* _AIM_
Please reproduce word for word the part of the rows below that opens with the line containing "Where can the necktie" and closes with the last line of the rows, including both ends.

* _DATA FOR THIS TASK_
*****

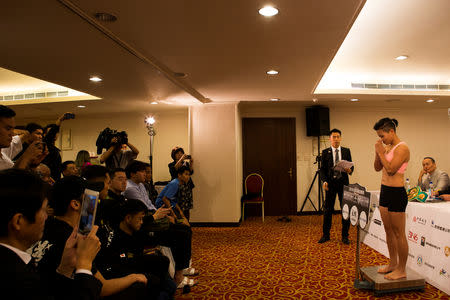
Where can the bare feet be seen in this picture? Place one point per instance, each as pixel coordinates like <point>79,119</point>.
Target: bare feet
<point>395,275</point>
<point>387,269</point>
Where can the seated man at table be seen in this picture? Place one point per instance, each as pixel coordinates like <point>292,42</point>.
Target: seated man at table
<point>443,194</point>
<point>430,173</point>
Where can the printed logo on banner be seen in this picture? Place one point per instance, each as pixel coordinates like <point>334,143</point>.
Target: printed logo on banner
<point>420,220</point>
<point>444,273</point>
<point>429,265</point>
<point>413,237</point>
<point>345,212</point>
<point>436,226</point>
<point>433,246</point>
<point>422,241</point>
<point>353,215</point>
<point>419,260</point>
<point>362,219</point>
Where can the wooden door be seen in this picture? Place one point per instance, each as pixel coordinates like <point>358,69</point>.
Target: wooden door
<point>269,149</point>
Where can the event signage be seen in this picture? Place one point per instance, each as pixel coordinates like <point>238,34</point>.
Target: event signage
<point>428,236</point>
<point>356,205</point>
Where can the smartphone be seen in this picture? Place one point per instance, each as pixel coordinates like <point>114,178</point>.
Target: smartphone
<point>68,116</point>
<point>88,211</point>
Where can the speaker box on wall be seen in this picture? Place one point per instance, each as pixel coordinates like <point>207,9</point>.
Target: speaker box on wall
<point>317,121</point>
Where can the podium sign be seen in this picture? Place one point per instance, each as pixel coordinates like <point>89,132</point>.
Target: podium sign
<point>356,205</point>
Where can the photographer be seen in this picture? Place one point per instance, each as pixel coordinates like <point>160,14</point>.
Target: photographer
<point>185,190</point>
<point>53,159</point>
<point>117,156</point>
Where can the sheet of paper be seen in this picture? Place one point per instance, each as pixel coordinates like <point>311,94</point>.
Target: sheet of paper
<point>343,164</point>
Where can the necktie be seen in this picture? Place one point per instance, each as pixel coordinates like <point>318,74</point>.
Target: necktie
<point>32,266</point>
<point>336,158</point>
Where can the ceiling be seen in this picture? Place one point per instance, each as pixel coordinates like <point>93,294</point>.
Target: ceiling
<point>225,49</point>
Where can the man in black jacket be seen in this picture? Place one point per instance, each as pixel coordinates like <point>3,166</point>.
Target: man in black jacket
<point>22,220</point>
<point>333,183</point>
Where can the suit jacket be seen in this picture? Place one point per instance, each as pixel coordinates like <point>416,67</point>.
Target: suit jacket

*****

* _COMPLETE RESPONSE_
Where can the necktie be seen in this picture? Place one point per instance, each as pixel coordinates like <point>318,74</point>.
Target: necktie
<point>32,266</point>
<point>336,158</point>
Where can the ceiling be seen in this picture? Place one point per instance, each as pixel coordinates like <point>93,294</point>.
Target: ceiling
<point>225,49</point>
Where can the man in black jacket be seen in this picture? Place one point per instance, each as pixel coordinates like <point>3,166</point>.
Target: man in black jacket
<point>22,220</point>
<point>333,183</point>
Where can the suit jacket be seen in this picture? Place one point per instance, each as pixel coordinates like <point>416,67</point>.
Target: suit jacket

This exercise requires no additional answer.